● SELECTED PASSAGE:
%%

Our contribution is two-fold. First, we propose a meta algorithm Homotopy-PO which is shown to converge to Nash equilibria of two-player zero-sum Markov games with global linear convergence, when the two base algorithms satisfy certain benign properties. Moreover, Homotopy-PO is a decentralized algorithm and enjoys additional desiderata in MARL including symmetric update, rationality and last-iterate convergence. Second, we instantiate Homotopy-PO by designing two base algorithms based on variants of GDA methods, which are proved to satisfy the conditions required by Homotopy-PO. In particular, we prove that the example base algorithm OGDA enjoys local linear convergence to Nash equilibria, which might be of independent interest.

%%

● TASK REQUIREMENTS:
a) Transcribe the Homotopy-PO passage starting at "Our contribution is" and ending at "of independent interest.".
b) In the Homotopy-PO passage, which example base algorithm is proved to enjoy local linear convergence to Nash equilibria?
None of this work requires the listing.

● RECORD LIST:
%%

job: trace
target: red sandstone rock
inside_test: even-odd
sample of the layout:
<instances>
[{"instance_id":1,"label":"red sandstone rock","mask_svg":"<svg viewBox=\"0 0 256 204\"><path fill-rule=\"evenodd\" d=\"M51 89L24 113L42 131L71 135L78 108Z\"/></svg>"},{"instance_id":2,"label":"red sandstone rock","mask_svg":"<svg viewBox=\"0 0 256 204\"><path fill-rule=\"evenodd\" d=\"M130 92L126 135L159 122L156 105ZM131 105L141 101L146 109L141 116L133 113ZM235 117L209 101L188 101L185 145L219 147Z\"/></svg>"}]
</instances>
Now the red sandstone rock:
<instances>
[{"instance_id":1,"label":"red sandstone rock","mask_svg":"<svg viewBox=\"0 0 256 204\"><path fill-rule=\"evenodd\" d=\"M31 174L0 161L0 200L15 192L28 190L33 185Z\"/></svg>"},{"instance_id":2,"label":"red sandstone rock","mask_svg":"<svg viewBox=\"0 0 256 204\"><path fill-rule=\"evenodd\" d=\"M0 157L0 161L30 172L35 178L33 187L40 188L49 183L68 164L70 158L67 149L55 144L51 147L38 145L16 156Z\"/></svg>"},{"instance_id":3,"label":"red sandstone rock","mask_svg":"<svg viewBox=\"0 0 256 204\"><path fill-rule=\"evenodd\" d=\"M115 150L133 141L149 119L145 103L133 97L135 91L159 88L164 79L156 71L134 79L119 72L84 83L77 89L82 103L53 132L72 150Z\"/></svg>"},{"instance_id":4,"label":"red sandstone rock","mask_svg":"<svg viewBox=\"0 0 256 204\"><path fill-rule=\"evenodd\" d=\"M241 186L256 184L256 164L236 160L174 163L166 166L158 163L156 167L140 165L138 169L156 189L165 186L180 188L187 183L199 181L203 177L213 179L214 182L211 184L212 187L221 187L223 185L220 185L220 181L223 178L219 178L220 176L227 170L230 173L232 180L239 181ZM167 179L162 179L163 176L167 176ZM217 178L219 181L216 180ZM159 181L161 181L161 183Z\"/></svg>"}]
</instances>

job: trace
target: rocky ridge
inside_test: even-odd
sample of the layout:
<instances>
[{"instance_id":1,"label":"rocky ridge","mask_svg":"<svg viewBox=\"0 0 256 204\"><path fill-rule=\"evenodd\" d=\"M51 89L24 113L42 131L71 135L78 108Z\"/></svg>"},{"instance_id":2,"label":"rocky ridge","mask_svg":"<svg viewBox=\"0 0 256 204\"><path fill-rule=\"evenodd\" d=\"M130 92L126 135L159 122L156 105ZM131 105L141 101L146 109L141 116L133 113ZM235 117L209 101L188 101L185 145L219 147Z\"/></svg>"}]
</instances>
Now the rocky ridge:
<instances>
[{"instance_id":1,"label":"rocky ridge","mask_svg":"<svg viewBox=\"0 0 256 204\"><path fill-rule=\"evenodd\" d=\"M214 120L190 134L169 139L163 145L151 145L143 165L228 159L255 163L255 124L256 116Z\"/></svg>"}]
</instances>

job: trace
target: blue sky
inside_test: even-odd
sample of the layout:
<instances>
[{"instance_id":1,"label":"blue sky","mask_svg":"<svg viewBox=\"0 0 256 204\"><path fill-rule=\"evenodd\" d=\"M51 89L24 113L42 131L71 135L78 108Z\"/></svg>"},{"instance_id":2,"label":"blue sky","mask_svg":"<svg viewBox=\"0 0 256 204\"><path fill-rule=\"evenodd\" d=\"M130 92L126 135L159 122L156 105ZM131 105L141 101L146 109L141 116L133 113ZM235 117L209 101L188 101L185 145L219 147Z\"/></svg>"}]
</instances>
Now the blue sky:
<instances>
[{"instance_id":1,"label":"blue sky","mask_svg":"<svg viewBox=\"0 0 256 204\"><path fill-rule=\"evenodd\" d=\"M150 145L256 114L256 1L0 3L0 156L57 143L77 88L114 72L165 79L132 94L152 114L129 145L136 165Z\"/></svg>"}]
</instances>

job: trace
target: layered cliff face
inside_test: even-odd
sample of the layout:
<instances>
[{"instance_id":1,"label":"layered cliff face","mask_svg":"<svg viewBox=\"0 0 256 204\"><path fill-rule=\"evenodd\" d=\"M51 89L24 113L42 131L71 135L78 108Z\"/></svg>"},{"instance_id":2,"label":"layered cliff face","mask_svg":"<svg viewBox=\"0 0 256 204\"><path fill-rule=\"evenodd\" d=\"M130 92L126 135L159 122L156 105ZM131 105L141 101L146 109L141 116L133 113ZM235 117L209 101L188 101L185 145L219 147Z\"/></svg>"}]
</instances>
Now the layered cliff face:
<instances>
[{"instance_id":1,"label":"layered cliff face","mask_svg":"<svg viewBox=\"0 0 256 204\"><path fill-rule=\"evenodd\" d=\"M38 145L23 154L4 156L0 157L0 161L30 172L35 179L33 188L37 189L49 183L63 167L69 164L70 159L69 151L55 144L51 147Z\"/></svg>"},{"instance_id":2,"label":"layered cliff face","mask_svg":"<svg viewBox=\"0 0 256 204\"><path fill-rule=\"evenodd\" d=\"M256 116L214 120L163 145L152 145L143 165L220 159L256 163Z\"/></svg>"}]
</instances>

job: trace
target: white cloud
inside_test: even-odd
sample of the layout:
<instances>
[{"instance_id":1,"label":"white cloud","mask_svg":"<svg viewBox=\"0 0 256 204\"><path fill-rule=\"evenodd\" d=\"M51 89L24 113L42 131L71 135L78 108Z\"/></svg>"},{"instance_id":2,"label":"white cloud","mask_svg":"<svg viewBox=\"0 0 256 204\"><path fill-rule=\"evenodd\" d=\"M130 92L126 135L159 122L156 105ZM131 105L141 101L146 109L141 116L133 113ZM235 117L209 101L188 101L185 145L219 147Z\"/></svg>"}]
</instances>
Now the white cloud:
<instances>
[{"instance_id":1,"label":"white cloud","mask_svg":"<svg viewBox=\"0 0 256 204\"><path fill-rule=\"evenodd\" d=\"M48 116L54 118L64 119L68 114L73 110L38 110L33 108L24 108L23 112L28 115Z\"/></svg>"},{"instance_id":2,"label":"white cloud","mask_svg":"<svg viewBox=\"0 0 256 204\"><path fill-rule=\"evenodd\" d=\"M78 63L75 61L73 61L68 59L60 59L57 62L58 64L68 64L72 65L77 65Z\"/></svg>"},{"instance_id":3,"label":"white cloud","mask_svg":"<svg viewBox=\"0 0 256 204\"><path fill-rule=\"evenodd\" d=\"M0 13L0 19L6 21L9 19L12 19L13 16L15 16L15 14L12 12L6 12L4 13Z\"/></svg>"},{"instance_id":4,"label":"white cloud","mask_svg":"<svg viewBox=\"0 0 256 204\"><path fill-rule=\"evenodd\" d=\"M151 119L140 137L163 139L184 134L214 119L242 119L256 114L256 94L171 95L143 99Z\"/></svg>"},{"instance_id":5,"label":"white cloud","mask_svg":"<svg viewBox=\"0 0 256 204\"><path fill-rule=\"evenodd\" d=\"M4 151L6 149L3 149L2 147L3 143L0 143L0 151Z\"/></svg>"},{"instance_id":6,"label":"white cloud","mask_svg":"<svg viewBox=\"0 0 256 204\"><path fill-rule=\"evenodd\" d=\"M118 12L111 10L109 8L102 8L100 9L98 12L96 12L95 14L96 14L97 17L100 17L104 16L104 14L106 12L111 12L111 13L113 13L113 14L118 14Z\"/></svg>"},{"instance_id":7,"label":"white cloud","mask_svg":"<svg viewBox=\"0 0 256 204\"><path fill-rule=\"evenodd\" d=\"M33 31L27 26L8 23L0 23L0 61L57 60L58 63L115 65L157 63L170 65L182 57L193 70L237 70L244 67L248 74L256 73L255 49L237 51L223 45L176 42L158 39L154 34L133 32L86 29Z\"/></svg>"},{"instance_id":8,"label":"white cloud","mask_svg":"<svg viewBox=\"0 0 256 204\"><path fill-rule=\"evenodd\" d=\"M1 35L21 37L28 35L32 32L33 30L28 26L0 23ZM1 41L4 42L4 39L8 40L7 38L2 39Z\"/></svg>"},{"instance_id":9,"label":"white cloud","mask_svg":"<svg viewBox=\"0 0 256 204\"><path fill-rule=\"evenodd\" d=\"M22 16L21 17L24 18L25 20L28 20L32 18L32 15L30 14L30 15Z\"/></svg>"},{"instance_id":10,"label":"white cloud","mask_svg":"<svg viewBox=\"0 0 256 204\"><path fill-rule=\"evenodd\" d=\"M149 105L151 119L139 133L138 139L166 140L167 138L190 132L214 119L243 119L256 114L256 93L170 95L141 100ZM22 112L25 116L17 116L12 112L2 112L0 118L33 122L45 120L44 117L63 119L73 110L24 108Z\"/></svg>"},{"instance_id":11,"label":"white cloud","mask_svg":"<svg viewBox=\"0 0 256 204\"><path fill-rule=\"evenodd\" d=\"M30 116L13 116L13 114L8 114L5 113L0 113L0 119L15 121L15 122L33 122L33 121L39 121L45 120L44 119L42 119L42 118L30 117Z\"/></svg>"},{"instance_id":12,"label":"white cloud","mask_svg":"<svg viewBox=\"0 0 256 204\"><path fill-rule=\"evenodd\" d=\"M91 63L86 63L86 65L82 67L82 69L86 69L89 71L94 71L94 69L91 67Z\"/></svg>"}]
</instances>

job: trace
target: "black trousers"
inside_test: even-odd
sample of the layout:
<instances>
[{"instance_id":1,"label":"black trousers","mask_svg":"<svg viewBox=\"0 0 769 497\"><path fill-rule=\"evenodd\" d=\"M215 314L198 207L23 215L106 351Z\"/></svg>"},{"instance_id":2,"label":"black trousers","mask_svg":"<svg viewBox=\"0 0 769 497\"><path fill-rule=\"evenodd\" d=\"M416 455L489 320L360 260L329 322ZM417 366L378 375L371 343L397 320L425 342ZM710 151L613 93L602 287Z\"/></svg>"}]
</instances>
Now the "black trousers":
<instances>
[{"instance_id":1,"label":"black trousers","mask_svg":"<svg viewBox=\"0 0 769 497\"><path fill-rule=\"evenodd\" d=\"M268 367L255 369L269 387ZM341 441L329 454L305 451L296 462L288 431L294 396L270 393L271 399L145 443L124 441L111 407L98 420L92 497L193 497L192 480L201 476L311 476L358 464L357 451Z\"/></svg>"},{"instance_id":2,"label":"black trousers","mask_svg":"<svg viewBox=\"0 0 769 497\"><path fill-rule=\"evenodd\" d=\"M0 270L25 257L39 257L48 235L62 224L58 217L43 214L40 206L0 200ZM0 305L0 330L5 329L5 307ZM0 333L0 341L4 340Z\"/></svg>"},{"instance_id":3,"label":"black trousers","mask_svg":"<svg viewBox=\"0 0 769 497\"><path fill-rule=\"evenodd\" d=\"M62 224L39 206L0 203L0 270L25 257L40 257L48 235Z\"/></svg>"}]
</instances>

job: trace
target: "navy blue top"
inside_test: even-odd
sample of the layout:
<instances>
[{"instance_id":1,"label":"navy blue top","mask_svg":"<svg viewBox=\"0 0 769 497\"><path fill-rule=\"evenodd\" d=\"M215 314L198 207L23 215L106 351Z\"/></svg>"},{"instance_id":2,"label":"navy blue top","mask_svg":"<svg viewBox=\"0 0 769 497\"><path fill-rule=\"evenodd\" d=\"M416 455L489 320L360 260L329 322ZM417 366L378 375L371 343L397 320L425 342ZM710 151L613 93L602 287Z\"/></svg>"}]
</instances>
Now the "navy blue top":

%%

● OUTPUTS IN ORDER:
a)
Our contribution is two-fold. First, we propose a meta algorithm Homotopy-PO which is shown to converge to Nash equilibria of two-player zero-sum Markov games with global linear convergence, when the two base algorithms satisfy certain benign properties. Moreover, Homotopy-PO is a decentralized algorithm and enjoys additional desiderata in MARL including symmetric update, rationality and last-iterate convergence. Second, we instantiate Homotopy-PO by designing two base algorithms based on variants of GDA methods, which are proved to satisfy the conditions required by Homotopy-PO. In particular, we prove that the example base algorithm OGDA enjoys local linear convergence to Nash equilibria, which might be of independent interest.

b) OGDA